** DATA RECORDS follows **
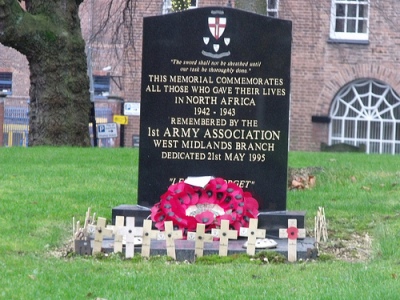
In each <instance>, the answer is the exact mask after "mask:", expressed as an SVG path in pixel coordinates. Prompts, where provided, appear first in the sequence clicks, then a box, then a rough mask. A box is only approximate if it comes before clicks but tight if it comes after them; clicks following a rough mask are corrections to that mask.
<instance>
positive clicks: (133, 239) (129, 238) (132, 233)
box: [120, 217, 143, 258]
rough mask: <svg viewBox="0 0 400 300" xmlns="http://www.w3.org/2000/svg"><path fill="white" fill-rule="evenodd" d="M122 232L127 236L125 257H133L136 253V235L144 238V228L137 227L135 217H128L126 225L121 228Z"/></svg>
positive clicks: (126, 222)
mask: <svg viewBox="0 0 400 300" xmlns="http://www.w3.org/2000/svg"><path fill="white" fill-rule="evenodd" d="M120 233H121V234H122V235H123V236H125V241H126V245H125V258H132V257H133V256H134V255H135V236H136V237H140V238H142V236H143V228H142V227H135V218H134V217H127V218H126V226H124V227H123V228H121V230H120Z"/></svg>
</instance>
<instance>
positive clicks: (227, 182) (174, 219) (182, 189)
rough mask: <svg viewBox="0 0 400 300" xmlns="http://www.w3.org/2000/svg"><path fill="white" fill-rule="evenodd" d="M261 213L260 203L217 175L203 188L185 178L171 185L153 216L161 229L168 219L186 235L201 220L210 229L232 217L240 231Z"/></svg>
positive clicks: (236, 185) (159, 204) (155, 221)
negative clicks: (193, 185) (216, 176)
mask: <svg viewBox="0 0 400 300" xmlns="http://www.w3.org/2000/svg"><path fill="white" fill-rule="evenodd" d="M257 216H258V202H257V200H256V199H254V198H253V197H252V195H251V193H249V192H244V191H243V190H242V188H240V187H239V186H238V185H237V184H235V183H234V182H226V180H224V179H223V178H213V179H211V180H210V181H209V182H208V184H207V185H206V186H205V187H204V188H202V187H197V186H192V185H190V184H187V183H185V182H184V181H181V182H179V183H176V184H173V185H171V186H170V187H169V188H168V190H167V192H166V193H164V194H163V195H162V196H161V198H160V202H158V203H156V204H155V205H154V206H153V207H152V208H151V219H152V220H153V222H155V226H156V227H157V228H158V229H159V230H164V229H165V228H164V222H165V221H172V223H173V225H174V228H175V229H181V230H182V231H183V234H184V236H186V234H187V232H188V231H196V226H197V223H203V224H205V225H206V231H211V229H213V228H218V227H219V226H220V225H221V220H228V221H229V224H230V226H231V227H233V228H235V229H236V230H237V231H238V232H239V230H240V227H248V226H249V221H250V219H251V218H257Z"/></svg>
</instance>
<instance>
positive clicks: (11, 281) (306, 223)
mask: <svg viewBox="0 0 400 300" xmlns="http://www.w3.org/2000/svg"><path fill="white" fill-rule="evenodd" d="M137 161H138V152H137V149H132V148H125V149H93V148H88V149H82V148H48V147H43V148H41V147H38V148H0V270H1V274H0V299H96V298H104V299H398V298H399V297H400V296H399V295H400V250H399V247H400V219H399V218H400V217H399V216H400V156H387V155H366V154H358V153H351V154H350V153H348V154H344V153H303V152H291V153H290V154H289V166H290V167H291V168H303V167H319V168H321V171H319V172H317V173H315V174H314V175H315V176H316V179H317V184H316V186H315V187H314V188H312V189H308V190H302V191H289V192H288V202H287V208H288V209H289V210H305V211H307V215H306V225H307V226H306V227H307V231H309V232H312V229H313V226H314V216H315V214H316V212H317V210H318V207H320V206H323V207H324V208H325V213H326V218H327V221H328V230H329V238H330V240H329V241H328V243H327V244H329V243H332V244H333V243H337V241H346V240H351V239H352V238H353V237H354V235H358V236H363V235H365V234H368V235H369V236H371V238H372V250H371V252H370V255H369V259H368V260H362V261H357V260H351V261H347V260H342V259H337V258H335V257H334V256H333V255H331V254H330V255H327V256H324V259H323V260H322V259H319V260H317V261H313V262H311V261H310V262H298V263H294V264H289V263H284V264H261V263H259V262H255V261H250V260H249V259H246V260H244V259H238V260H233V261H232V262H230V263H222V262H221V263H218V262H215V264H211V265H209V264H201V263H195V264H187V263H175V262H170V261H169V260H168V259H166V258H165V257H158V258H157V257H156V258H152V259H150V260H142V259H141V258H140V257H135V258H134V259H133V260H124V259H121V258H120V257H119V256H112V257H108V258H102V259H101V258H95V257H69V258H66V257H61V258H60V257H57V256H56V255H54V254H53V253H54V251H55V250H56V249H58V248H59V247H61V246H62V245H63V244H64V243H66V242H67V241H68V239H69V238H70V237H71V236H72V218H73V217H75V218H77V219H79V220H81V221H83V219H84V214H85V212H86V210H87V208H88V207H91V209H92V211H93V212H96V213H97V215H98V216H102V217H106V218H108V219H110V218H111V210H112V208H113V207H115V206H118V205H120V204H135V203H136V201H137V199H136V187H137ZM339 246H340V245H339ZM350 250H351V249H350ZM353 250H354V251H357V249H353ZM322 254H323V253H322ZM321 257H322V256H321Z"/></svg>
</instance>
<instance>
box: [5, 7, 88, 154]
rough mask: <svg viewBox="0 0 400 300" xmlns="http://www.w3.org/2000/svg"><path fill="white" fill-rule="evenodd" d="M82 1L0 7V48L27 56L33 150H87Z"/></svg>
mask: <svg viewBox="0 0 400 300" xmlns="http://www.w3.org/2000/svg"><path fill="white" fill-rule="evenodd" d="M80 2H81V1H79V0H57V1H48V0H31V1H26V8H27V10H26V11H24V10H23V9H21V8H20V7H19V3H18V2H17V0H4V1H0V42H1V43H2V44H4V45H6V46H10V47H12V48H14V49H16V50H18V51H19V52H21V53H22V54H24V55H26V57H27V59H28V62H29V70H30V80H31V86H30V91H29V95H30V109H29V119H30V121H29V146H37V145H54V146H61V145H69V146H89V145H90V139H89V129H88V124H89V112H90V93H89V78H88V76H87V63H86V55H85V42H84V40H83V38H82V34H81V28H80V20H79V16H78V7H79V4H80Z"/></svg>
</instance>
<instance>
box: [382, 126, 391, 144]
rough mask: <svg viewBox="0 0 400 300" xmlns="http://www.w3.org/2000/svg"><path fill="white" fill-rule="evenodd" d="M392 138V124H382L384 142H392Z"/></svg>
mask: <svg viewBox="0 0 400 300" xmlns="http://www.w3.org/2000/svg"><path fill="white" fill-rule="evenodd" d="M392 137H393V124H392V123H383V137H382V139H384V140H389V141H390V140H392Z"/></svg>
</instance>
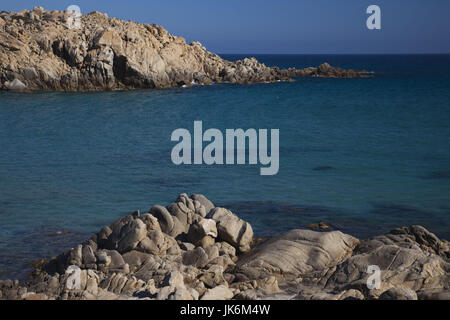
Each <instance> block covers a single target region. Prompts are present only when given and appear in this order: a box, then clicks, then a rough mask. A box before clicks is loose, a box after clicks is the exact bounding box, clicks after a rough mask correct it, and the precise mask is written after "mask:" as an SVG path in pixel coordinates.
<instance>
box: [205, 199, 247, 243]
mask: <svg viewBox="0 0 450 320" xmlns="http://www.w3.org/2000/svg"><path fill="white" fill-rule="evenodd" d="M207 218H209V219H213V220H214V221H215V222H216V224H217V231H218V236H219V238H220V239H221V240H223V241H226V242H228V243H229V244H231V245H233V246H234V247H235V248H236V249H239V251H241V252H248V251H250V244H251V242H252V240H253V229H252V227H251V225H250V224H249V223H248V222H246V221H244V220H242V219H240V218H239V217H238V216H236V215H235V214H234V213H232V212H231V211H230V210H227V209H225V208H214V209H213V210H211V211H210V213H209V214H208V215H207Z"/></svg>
** End of DATA RECORDS **
** DATA RECORDS follows **
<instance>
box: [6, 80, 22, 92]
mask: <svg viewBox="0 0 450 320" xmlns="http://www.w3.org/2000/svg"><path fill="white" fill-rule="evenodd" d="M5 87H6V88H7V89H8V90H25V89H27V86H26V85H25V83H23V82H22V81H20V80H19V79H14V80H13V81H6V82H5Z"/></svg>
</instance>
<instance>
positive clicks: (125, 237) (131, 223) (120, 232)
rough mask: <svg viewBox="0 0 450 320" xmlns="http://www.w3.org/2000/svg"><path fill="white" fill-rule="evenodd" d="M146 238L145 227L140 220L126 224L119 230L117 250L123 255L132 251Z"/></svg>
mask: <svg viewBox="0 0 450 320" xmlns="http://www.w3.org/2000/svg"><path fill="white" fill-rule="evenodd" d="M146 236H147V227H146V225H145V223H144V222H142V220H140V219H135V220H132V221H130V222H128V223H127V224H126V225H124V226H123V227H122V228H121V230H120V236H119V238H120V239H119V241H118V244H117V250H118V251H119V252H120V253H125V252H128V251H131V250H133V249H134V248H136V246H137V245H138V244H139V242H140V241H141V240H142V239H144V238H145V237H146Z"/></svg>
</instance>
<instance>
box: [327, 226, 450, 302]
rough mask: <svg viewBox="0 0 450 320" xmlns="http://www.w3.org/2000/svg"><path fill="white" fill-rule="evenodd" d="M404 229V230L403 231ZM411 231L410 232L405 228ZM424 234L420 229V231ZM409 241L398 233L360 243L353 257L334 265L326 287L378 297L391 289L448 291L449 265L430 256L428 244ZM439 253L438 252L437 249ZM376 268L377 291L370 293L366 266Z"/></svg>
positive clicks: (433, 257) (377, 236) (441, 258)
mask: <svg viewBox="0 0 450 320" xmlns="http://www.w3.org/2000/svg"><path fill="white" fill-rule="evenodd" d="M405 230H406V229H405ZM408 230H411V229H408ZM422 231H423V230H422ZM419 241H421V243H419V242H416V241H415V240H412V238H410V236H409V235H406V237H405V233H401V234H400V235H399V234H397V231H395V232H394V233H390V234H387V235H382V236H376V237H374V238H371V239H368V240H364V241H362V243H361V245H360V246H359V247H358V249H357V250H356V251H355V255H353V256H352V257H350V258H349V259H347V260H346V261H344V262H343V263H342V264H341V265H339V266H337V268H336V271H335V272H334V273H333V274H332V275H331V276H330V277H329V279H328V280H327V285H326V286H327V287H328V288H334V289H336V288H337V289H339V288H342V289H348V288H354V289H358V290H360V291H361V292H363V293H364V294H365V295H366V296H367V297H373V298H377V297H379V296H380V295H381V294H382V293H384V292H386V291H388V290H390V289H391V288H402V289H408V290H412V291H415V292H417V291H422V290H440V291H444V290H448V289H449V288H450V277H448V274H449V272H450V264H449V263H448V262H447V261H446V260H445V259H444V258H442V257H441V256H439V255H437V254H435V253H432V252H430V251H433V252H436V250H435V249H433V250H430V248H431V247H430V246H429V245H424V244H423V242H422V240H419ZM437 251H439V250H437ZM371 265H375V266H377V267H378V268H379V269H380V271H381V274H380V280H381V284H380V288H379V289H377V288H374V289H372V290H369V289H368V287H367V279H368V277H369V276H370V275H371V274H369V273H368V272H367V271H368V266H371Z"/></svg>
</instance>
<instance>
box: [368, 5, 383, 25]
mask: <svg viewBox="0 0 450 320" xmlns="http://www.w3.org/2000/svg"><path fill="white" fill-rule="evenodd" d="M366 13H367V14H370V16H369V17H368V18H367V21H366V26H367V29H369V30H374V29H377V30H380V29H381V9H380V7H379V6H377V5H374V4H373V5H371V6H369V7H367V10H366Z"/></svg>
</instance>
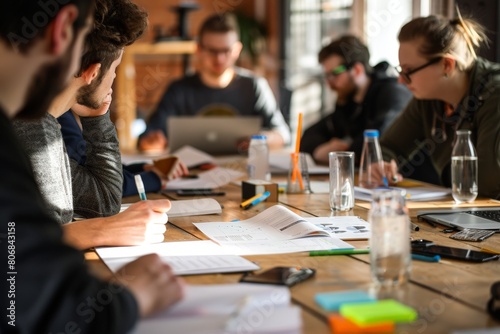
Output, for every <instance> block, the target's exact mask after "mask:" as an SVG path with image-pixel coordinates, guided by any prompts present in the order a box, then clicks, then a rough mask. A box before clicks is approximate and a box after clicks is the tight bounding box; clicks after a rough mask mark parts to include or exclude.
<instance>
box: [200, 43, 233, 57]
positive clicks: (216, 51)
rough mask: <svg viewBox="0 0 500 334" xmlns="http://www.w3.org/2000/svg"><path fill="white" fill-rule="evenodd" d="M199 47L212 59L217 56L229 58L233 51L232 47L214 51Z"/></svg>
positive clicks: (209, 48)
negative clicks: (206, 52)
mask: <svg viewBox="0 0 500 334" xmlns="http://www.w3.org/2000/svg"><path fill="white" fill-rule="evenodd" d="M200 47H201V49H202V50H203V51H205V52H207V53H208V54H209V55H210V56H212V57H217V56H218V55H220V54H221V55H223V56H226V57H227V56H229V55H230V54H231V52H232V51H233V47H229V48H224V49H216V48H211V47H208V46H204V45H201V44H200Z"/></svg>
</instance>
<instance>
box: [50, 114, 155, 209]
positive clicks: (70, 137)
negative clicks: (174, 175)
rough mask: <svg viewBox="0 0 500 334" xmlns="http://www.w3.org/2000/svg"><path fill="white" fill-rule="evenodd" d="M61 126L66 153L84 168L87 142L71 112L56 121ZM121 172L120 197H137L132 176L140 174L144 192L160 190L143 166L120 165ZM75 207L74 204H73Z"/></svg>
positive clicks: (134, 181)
** End of DATA RECORDS **
** DATA RECORDS follows **
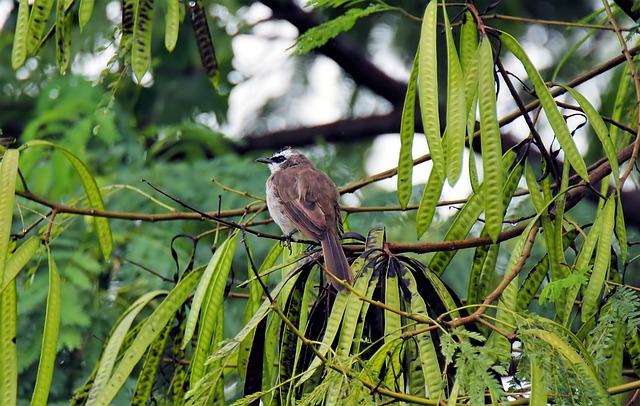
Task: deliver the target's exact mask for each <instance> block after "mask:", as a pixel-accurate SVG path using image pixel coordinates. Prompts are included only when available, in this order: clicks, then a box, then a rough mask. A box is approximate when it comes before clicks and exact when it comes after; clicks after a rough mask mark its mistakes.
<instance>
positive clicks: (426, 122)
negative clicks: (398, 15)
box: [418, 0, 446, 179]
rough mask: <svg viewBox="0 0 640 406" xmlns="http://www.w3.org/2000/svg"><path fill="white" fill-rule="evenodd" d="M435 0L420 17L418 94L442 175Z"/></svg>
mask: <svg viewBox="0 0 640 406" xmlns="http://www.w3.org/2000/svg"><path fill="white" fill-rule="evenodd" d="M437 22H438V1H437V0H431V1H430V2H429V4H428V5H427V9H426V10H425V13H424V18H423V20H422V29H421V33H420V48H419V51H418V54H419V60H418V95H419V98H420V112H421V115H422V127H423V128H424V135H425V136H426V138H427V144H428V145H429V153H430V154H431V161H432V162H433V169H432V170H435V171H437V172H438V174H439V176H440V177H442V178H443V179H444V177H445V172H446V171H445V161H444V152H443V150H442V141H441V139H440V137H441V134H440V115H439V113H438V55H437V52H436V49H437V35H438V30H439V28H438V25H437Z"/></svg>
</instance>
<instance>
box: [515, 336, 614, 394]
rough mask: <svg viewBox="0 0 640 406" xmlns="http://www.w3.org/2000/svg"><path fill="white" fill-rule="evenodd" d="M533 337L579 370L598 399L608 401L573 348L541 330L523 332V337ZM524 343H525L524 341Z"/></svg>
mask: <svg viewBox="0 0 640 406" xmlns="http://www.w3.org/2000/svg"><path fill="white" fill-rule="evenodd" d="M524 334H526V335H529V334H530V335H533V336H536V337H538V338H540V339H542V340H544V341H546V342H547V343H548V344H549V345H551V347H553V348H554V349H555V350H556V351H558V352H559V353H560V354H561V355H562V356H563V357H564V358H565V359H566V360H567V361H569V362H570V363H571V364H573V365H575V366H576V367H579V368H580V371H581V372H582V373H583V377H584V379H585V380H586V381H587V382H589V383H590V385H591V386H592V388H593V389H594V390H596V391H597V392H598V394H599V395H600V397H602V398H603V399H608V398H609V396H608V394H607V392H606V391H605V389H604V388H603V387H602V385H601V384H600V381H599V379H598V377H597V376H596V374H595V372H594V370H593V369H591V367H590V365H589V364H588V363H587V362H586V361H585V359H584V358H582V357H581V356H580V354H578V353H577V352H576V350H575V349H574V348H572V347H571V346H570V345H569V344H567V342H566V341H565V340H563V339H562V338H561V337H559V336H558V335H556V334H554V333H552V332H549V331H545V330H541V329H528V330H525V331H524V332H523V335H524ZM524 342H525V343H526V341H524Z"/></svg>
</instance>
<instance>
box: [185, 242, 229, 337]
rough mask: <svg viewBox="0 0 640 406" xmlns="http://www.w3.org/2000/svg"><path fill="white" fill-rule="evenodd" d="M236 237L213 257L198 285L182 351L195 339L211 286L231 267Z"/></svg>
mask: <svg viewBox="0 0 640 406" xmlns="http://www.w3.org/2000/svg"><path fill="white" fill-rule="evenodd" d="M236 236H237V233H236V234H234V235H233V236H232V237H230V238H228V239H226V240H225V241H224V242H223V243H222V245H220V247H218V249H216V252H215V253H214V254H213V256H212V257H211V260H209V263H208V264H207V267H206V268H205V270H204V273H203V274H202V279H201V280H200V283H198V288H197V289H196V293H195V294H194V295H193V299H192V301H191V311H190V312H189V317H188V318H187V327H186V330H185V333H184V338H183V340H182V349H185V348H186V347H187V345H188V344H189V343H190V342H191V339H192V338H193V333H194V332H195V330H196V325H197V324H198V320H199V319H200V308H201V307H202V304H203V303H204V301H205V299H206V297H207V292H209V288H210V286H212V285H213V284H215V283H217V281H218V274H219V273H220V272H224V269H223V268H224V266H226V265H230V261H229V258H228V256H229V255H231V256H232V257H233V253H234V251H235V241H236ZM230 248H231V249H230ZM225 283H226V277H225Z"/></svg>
** End of DATA RECORDS **
▶ **ASSIGNMENT**
Reproduce verbatim the lines above, from the line with "positive clicks: (133, 239)" through the line with "positive clicks: (236, 185)".

▶ **WRITTEN ANSWER**
positive clicks: (133, 239) (129, 238) (132, 233)
box: [120, 217, 143, 258]
rough mask: <svg viewBox="0 0 400 300" xmlns="http://www.w3.org/2000/svg"><path fill="white" fill-rule="evenodd" d="M122 232L127 236L125 257H133L136 253V235L144 238V228L137 227L135 217H128L126 225L121 228Z"/></svg>
positive clicks: (126, 222)
mask: <svg viewBox="0 0 400 300" xmlns="http://www.w3.org/2000/svg"><path fill="white" fill-rule="evenodd" d="M120 233H121V234H122V235H123V236H125V241H126V245H125V258H132V257H133V256H134V255H135V236H136V237H140V238H142V236H143V228H142V227H135V218H134V217H127V218H126V226H124V227H123V228H121V230H120Z"/></svg>
</instance>
<instance>
positive clicks: (227, 182) (174, 219) (182, 189)
rough mask: <svg viewBox="0 0 400 300" xmlns="http://www.w3.org/2000/svg"><path fill="white" fill-rule="evenodd" d="M261 213L260 203L217 175L203 188L185 178L171 185L153 216L161 229L168 219L186 235L201 220L210 229L232 217L240 231Z"/></svg>
positive clicks: (236, 185) (159, 204) (155, 221)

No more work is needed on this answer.